Task details:
Report each line in the records below that contains the word "wind", copying every such line in full.

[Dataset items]
— begin —
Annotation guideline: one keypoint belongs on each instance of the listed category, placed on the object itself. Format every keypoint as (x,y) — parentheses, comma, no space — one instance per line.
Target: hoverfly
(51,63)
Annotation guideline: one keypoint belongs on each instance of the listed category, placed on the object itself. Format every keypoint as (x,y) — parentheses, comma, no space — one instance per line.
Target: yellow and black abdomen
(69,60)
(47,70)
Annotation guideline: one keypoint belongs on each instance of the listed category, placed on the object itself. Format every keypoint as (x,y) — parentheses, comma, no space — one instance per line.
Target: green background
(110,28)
— end —
— begin —
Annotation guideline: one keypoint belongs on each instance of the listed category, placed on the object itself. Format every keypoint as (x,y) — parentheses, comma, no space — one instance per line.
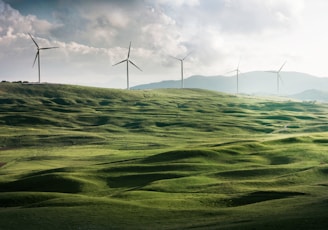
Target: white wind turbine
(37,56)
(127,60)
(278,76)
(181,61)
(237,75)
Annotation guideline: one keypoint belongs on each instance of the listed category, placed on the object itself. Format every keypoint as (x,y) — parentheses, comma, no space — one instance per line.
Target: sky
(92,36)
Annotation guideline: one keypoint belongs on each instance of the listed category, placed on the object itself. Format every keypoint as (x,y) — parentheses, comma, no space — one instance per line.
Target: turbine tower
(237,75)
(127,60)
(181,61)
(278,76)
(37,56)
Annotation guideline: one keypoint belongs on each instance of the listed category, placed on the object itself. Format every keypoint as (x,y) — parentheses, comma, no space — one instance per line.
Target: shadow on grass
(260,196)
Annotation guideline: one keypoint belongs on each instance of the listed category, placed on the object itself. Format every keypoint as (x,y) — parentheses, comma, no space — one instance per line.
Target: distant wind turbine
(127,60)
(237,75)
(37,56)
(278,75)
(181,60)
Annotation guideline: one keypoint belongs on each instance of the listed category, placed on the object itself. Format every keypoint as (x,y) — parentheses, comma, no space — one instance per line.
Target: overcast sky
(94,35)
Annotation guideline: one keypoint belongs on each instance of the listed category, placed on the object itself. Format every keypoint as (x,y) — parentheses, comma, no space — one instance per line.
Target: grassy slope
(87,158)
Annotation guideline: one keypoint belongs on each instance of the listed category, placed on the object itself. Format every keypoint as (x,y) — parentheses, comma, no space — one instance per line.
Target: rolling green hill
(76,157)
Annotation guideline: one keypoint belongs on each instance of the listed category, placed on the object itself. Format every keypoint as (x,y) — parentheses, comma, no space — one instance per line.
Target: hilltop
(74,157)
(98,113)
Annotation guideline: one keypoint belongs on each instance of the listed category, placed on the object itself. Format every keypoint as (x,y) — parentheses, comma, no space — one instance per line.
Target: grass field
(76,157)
— end —
Finished exercise:
Target: white wind turbine
Target: distant wind turbine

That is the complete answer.